Extrait choisi:
Règle n°1 : ne rien lire sur Fight Club avant de voir Fight Club.
Boudé par la critique et le public à sa sortie, Fight Club a pourtant rapidement gagné une sacré réputation dans les années qui ont suivi sa sortie en salle. Le long-métrage est devenu culte, à tel point que des clubs de combats ont été créés un peu partout sur son modèle. Il faut dire que la quatrième réalisation de David Fincher frappe par sa violence extrême, son nihilisme et par sa représentation d’une noirceur totale de la société. Adapté du roman éponyme de Chuck Palahniuk, Fight Club n’est pas toujours agréable à regarder, mais il n’en est pas moins brillant. De la mise en scène aux acteurs, tout est parfaitement maîtrisé et réalisé et on a incontestablement affaire à un grand film. À découvrir au moins une fois sans rien avoir lu à son sujet, pour ne pas gâcher la grande surprise qu’il promet, et puis à voir et à revoir.
Fight Club est raconté par un narrateur qui est privé de prénom jusqu’à la fin. On le découvre d’abord par son travail, un emploi de bureau qui ne l’intéresse absolument pas, mais aussi par son appartement, meublé des dernières nouveautés Ikea et qui ressemble plus à un catalogue qu’à un lieu de vie. David Fincher n’entretient aucun mystère sur son personnage principal : c’est un homme malheureux, qui souffre d’insomnies permanentes et qui n’a pas vraiment de sens à donner à sa vie. Pour contrer les insomnies, il se rend dans tous les groupes de soutien qu’il trouve et c’est en pleurant avec ceux qui souffrent vraiment, qu’il parvient à trouver le sommeil, pour un temps au moins. Après avoir perdu sa valise à l’aéroport, puis son appartement emporté par une explosion de gaz, le narrateur contacte Tyler Durden, un fabricant de savon un peu excentrique qu’il venait de rencontrer dans l’avion. Anarchiste, Tyler l’entraîne dans une idée un peu folle : créer des clubs de combats pour se défouler sans limite et ainsi permettre à la violence contenue en chacun de s’exprimer pleinement. Fight Club dérive toutefois rapidement, alors que Tyler a des ambitions de plus en plus grandes pour faire tomber la société de consommation et lancer une sorte de révolution nihiliste à base d’immenses explosions. Le narrateur n’aime pas cette nouvelle tendance et tente de la combattre par tous les moyens, mais David Fincher avait ouvert son film en donnant une idée assez claire de la fin. Le générique d’ouverture, entièrement en image de synthèse, reconstituait le cerveau du narrateur et sa peur, alors que Tyler pointait un revolver dans sa bouche, le forçant à accepter son plan. On pense ainsi comment l’histoire se termine, du moins quand c’est la première fois que l’on regarde le film…
En effet, le coup de force de Fight Club est son twist final qui change tout. Alors que le film était jusque-là assez cohérent, avec le narrateur qui s’associe à Tyler, un anarchiste violent qui le pousse à l’aider dans sa démarche, le scénario révèle qu’il ne s’agissait en fait que d’une seule et même personne. C’est le narrateur qui a créé un double avec Tyler, un autre lui fourni par son inconscient et qui correspond exactement à ce qu’il rêverait de devenir. Rétrospectivement, on réalise que certains points n’étaient pas possibles, comme le fait que Tyler soit responsable de l’explosion de l’appartement alors qu’il n’en connaissait pas l’adresse, ou bien encore que l’on ne voit jamais Tyler en même temps que la femme avec qui il est et le narrateur. Mais c’est là tout la réussite de la mise en scène de David Fincher : certes, on comprend la deuxième fois que des éléments ne sont pas normaux, mais tout est fait pour que l’on adhère au premier degré à ce que l’on voit, la première fois qu’on regarde le film. Fight Club s’apprécie encore plus en le revoyant, mais le long-métrage est toujours excellent. Sa réussite tient autant en la mise en scène très soignée du réalisateur, avec notamment sa photographie si typique qui est une vraie signature pour tous ses films, qu’aux prestations de tous ses acteurs. Pour incarner le duo du narrateur et de Tyler, le cinéaste ne pouvait guère mieux tomber qu’avec respectivement Edward Norton et Brad Pitt. Les deux acteurs sont, dans des registres différents, vraiment excellents et leur couple est toujours parfaitement crédible. Helena Bonham Carter est la seule femme au casting, mais elle assure dans son rôle.

Exercice proposé 1: Affichez chaque ligne des données ci-dessous qui contient le mot « signboard ». La casse compte.

(Données d'annotation par points)
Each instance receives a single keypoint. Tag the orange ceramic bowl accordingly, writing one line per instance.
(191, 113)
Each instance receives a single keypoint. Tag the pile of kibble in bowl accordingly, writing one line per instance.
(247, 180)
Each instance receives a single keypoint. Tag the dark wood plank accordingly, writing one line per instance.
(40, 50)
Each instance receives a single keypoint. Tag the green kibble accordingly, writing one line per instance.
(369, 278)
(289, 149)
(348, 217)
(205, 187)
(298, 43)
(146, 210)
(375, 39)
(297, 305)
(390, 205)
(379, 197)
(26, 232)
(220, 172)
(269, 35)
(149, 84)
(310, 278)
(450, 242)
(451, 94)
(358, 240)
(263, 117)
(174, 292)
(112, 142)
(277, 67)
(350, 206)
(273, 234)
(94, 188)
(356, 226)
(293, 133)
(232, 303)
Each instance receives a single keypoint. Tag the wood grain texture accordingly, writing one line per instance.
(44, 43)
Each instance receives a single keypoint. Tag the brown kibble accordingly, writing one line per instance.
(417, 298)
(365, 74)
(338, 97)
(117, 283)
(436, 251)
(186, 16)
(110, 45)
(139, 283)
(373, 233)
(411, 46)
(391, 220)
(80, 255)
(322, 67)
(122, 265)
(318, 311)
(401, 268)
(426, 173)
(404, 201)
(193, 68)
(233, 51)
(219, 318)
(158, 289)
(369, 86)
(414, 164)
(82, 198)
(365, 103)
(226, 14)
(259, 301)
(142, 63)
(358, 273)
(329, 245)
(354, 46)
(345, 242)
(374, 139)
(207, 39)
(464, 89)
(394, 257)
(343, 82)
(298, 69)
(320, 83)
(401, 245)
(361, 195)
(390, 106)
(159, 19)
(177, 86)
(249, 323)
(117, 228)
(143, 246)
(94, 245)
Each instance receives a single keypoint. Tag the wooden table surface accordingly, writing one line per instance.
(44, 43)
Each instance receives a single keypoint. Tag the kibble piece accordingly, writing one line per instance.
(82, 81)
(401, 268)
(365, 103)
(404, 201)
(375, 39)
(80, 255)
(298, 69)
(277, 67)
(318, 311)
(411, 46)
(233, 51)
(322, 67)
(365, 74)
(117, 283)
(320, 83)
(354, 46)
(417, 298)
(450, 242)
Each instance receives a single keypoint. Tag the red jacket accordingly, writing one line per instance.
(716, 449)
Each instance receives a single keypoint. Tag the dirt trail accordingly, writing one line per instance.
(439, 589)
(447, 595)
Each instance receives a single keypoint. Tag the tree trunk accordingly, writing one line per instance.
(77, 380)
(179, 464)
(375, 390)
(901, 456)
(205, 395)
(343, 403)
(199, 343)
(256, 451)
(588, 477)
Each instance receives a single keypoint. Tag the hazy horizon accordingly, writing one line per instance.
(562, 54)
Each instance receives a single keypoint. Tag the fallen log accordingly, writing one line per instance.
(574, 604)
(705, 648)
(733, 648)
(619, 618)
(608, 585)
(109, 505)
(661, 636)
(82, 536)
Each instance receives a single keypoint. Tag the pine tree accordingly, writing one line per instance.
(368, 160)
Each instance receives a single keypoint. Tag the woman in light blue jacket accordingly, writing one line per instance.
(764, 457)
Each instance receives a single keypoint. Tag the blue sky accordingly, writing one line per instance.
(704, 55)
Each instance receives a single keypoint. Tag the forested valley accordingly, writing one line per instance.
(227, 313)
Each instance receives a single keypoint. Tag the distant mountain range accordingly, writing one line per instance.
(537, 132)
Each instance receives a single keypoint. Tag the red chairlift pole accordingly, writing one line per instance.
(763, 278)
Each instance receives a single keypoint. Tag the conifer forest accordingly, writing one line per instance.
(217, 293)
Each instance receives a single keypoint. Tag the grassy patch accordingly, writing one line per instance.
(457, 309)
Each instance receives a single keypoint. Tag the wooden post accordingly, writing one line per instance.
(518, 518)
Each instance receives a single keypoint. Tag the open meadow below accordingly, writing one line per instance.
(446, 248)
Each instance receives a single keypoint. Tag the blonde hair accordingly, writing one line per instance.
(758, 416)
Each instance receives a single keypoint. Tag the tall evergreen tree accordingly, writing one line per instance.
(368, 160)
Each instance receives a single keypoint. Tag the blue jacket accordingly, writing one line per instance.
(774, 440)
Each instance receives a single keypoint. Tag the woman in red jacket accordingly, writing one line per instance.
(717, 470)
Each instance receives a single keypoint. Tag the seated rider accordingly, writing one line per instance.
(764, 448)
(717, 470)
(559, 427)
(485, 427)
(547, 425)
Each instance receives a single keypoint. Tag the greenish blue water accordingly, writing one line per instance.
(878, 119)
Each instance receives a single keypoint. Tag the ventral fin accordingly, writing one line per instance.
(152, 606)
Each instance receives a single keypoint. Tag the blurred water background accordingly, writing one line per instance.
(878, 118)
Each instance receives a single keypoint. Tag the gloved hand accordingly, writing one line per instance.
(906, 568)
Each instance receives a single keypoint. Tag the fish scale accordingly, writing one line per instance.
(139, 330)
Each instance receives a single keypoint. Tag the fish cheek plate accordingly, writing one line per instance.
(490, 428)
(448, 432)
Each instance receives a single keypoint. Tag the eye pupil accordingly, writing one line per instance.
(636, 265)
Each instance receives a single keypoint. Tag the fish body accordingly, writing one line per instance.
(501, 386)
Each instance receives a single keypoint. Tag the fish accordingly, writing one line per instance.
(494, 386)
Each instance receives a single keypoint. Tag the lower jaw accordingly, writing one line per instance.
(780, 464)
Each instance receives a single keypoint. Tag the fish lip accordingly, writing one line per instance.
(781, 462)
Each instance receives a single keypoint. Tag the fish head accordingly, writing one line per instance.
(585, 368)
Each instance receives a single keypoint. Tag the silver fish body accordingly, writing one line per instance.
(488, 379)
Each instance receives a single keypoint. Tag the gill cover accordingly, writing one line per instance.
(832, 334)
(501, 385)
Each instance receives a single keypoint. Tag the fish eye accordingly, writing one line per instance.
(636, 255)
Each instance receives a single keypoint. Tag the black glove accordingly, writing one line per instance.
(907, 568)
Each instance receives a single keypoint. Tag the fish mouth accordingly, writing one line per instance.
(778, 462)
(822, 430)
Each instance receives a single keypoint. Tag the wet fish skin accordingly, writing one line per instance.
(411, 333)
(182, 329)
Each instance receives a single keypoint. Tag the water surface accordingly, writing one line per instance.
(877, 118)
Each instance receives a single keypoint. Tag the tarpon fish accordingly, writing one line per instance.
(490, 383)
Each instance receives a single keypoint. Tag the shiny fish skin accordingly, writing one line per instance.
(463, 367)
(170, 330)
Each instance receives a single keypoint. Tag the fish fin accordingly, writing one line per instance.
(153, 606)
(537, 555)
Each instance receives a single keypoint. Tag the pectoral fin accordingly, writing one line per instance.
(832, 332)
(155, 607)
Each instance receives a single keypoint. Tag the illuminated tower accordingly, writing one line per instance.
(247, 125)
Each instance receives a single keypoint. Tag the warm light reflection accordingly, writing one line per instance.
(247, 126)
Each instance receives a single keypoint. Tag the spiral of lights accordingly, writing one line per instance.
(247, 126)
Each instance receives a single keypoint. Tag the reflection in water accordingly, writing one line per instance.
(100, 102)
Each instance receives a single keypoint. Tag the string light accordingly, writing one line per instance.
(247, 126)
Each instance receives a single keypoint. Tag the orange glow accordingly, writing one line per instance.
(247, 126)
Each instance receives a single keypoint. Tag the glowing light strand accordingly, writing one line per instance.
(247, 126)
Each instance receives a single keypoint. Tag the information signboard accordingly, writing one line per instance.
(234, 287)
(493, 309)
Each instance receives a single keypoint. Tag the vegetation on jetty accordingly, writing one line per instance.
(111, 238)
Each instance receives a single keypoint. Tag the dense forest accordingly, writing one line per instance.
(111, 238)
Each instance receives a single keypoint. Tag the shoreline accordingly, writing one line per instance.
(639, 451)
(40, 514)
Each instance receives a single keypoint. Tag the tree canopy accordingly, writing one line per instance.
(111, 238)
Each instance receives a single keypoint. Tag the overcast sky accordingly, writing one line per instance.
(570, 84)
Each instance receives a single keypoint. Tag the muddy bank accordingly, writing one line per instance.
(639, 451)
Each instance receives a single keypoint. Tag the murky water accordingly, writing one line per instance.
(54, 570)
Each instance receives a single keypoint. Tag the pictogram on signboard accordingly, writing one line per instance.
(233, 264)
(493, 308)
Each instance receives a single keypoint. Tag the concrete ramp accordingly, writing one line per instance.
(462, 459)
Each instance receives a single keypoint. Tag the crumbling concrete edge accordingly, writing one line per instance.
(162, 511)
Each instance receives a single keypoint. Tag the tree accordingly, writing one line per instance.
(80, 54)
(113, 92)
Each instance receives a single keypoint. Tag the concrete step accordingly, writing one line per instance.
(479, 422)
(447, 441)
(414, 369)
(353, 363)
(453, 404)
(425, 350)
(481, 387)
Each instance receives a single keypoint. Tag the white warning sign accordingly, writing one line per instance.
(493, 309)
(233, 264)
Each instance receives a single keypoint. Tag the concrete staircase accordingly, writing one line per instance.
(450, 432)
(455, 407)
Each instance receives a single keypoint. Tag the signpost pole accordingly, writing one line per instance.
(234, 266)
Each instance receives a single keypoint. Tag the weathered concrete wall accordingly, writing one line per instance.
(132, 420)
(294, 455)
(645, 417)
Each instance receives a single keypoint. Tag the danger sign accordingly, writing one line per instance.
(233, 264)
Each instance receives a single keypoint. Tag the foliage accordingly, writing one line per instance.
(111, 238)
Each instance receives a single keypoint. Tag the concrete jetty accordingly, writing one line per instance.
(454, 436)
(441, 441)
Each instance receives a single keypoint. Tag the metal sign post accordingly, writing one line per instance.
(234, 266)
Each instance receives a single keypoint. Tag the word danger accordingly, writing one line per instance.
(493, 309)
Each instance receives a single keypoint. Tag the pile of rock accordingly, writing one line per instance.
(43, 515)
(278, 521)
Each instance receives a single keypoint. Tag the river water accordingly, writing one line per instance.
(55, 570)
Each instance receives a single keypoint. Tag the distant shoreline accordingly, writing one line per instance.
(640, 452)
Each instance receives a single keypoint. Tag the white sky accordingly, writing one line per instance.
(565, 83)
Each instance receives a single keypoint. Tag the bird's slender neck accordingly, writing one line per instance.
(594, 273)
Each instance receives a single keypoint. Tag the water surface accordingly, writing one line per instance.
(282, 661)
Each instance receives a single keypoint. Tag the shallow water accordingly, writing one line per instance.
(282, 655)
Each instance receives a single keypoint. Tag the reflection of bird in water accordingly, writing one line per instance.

Exercice proposé 2: Veuillez condenser en liste le paragraphe de la critique de Fight Club qui commence par « Boudé par la critique », sans perdre ses faits principaux.

Résultat attendu 1:
Each instance receives a single keypoint. Tag the information signboard accordingly, writing one line per instance.
Each instance receives a single keypoint. Tag the pictogram on signboard accordingly, writing one line per instance.

Résultat attendu 2:
- Fight Club a été boudé par la critique et le public à sa sortie. Il a pourtant vite acquis une forte réputation et il est devenu culte.
- Des clubs de combat ont été créés un peu partout sur son modèle.
- C'est la quatrième réalisation de David Fincher. Le film frappe par sa violence extrême, son nihilisme et sa vision très noire de la société.
- Il est adapté du roman éponyme de Chuck Palahniuk. Il n'est pas toujours agréable à regarder, mais il reste brillant.
- La mise en scène et les acteurs sont parfaitement maîtrisés, ce qui en fait un grand film.
- Il faut le découvrir une première fois sans rien avoir lu à son sujet, pour préserver la surprise, puis le voir et le revoir.